▶ Set task: Please return, unchanged, the lines of the records from the one containing "Pick out each instance of the person in red" through the one containing "<point>686,322</point>", both included.

Raw records:
▼
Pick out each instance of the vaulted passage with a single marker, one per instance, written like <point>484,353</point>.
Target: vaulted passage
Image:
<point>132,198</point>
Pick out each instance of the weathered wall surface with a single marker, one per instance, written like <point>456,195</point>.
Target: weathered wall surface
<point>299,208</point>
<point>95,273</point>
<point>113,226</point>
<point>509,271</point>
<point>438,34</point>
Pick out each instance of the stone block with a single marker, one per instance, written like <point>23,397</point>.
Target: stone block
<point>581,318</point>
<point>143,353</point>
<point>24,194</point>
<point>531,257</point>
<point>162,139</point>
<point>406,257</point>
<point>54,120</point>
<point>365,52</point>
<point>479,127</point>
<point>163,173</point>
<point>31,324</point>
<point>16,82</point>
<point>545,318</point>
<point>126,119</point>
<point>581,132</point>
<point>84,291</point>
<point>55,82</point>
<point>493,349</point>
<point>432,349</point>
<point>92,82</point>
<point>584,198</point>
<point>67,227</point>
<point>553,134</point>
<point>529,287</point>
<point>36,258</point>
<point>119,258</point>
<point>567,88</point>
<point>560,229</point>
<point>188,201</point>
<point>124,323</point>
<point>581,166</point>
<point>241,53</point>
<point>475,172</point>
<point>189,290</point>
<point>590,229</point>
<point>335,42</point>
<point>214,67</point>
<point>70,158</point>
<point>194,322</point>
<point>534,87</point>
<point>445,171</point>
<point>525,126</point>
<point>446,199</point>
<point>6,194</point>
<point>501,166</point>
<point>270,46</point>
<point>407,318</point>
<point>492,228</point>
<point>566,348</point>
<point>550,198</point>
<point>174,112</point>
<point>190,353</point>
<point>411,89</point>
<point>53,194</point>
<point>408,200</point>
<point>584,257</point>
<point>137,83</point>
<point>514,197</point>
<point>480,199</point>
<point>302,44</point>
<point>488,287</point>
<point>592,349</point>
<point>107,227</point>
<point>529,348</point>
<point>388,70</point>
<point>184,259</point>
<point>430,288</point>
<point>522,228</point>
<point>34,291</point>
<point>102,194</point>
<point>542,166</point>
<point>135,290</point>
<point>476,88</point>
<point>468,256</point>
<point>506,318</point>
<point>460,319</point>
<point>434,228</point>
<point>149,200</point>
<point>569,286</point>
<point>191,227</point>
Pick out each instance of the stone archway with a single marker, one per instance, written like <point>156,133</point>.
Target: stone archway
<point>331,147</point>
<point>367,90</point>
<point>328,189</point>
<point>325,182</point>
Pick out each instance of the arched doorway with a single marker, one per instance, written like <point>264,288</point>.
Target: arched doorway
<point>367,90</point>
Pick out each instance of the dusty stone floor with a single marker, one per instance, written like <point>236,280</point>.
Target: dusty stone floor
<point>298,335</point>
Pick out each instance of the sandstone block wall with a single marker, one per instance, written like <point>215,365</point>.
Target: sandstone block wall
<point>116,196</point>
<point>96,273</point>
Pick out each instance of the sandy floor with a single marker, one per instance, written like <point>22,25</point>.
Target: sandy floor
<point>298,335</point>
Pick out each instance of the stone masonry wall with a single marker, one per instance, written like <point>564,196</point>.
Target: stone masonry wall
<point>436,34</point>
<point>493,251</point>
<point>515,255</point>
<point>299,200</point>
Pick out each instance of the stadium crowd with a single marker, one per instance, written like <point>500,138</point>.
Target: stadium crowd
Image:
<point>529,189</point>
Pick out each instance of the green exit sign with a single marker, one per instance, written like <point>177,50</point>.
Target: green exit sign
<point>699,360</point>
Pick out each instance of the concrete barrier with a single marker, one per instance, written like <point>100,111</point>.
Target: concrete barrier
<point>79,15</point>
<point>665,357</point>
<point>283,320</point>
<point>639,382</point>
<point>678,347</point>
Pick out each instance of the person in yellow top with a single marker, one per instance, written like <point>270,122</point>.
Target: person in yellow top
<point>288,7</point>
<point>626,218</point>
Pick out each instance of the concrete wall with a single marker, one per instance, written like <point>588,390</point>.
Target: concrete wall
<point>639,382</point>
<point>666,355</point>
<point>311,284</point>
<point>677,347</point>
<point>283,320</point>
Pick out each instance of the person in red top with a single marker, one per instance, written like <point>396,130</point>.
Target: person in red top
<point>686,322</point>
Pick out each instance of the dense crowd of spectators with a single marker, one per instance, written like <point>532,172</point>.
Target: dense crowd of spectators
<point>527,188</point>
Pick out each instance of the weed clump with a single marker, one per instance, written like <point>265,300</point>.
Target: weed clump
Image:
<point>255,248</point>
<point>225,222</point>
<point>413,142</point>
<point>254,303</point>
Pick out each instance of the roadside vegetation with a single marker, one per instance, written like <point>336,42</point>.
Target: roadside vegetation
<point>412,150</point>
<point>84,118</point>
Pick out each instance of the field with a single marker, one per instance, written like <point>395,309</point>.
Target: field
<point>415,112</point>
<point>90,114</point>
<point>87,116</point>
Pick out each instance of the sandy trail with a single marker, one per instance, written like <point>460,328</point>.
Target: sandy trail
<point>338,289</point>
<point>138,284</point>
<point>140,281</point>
▲
▶ Task output:
Pick out each instance of the person in red top with a single marker, one per instance, written like <point>396,130</point>.
Target: person in red top
<point>686,322</point>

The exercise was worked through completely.